*PROBLEM TO WORK ON*.
From the data that follows, report the number of lines including "building", and only that number.

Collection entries
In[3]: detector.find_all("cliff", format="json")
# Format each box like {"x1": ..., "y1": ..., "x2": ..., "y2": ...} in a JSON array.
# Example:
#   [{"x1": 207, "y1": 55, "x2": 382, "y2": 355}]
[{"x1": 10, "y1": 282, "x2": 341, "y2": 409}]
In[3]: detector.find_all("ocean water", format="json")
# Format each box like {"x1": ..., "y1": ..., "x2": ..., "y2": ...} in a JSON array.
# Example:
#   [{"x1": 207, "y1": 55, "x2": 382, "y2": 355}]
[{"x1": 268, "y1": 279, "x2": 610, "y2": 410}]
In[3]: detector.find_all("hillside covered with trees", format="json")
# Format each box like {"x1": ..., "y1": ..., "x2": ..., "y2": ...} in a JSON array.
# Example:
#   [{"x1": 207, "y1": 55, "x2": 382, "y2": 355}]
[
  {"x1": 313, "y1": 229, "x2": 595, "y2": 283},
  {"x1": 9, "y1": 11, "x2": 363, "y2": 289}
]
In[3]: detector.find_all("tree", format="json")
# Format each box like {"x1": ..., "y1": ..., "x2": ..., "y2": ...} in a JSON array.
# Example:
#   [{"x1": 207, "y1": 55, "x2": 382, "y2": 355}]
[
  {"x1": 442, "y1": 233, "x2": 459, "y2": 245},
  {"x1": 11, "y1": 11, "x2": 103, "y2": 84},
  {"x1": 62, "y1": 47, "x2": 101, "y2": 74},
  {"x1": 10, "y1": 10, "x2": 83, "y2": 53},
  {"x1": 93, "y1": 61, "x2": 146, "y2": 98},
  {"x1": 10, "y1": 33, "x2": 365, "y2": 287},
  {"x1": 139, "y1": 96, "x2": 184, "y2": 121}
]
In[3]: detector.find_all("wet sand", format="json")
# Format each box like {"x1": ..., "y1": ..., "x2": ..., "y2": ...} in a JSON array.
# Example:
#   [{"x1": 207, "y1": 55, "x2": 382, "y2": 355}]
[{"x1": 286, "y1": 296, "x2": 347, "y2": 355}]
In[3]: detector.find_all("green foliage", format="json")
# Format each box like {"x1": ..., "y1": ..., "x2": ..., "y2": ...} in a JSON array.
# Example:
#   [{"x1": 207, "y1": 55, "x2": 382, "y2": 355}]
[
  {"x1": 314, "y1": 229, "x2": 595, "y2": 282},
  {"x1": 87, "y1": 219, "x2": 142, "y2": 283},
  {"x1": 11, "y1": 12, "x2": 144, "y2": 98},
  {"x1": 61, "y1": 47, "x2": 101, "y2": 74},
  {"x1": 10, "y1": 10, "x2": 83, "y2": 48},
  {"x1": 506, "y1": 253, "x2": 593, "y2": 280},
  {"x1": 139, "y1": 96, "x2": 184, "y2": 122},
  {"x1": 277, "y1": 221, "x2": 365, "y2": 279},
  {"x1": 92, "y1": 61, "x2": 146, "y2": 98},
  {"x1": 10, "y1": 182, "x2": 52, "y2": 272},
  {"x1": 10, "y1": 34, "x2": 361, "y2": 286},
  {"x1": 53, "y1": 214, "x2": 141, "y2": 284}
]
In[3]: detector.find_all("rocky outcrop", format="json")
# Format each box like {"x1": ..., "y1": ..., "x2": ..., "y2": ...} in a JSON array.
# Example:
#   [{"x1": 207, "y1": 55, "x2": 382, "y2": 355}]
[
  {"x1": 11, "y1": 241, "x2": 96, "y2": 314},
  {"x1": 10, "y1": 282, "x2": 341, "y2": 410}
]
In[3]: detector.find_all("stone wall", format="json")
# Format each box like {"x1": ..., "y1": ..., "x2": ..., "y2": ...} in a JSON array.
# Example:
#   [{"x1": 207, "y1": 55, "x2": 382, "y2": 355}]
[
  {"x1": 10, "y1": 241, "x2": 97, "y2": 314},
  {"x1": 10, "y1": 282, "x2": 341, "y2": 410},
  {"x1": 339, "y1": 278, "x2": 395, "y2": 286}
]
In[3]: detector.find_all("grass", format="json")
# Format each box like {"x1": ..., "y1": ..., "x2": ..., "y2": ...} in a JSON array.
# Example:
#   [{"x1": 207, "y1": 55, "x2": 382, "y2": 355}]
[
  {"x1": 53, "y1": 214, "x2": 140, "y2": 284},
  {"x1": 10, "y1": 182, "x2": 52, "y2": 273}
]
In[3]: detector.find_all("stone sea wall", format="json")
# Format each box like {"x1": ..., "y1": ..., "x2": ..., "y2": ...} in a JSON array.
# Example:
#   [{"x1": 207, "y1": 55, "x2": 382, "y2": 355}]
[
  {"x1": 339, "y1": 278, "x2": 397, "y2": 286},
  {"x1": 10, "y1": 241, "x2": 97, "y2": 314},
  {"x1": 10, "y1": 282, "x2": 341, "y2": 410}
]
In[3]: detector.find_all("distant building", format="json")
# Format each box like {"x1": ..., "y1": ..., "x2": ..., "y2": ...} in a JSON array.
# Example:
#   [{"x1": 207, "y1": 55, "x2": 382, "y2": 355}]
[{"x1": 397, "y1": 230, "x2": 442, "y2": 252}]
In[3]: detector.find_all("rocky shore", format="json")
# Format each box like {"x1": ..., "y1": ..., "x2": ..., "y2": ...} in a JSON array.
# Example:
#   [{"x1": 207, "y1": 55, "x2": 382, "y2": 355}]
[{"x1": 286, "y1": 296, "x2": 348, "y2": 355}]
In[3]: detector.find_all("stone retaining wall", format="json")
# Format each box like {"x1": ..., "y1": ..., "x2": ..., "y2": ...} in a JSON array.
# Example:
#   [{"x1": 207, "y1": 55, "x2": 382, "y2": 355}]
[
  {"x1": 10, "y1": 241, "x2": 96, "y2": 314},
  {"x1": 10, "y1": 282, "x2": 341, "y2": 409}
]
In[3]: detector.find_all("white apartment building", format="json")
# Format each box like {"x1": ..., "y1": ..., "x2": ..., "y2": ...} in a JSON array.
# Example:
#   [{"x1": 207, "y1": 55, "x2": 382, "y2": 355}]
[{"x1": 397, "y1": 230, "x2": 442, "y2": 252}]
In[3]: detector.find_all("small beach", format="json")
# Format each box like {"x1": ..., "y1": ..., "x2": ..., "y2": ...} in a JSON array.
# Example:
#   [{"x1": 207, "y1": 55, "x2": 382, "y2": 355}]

*SOLUTION*.
2